TEKS SUMBER:

-=-=-

Dua orang tua renta masih mencari uang untuk menyambung hidup
Ada dua perempuan tua wara-wiri di sekitaran kompleks. Ya satu, kerap saya temui ngedeprok di depan pintu masuk minimarket. Gonta-ganti. Kalau tidak di depan Al*a, ya, Indoma*t. Satunya lagi, memiliki benjolan besaaar di lehernya, tapi tak spesialis meminta-minta seperti yang pertama. Dia selalu membawa gembolan, apaaa saja: kerupuk, snek, bahkan… pakaian untuk dijajakan. Jujur, saya membelinya karena iba sekaligus terlecut daya juangnya.
Yang satu lagi? Jujur pula, biarpun agak sedikit jengkel menemuinya duduk ‘hanya’ untuk mengemis belas kasihan orang, saya tak kuasa menampiknya. Biar bagaimanapun, menampak fisiknya nanringkih, hati saya tak tega. Sehingga suatu hari, suatu saat berbeda, saya sempat mengajak ngobrol kedua perempuan itu.

-=-=-

BLOK DATA:
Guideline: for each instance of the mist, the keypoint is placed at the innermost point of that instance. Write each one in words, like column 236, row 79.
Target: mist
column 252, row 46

-=-=-

KETENTUAN LATIHAN:
(1) Menurut teks sumber, barang apa saja yang dibawa perempuan kedua untuk dijajakan?
(2) Ringkas paragraf teks sumber yang diawali "Ada dua perempuan tua" menjadi daftar berbutir tanpa menghilangkan fakta utamanya.
(3) Tuliskan ulang kata demi kata bagian teks sumber yang dimulai dengan "Dua orang tua" dan berlanjut hingga "kedua perempuan itu.".

JAWABAN TUGAS:
(1) Kerupuk, snek, dan pakaian.

(2)
- Dua perempuan tua sering berkeliaran di sekitar kompleks.
- Perempuan pertama kerap duduk di depan pintu masuk minimarket, berpindah-pindah antara dua minimarket, untuk meminta-minta.
- Perempuan kedua memiliki benjolan besar di leher dan tidak hanya meminta-minta.
- Ia selalu membawa gembolan berisi kerupuk, snek, bahkan pakaian untuk dijajakan.
- Penulis membeli dagangannya karena iba sekaligus terlecut oleh daya juangnya.

(3)
Dua orang tua renta masih mencari uang untuk menyambung hidup
Ada dua perempuan tua wara-wiri di sekitaran kompleks. Ya satu, kerap saya temui ngedeprok di depan pintu masuk minimarket. Gonta-ganti. Kalau tidak di depan Al*a, ya, Indoma*t. Satunya lagi, memiliki benjolan besaaar di lehernya, tapi tak spesialis meminta-minta seperti yang pertama. Dia selalu membawa gembolan, apaaa saja: kerupuk, snek, bahkan… pakaian untuk dijajakan. Jujur, saya membelinya karena iba sekaligus terlecut daya juangnya.
Yang satu lagi? Jujur pula, biarpun agak sedikit jengkel menemuinya duduk ‘hanya’ untuk mengemis belas kasihan orang, saya tak kuasa menampiknya. Biar bagaimanapun, menampak fisiknya nanringkih, hati saya tak tega. Sehingga suatu hari, suatu saat berbeda, saya sempat mengajak ngobrol kedua perempuan itu.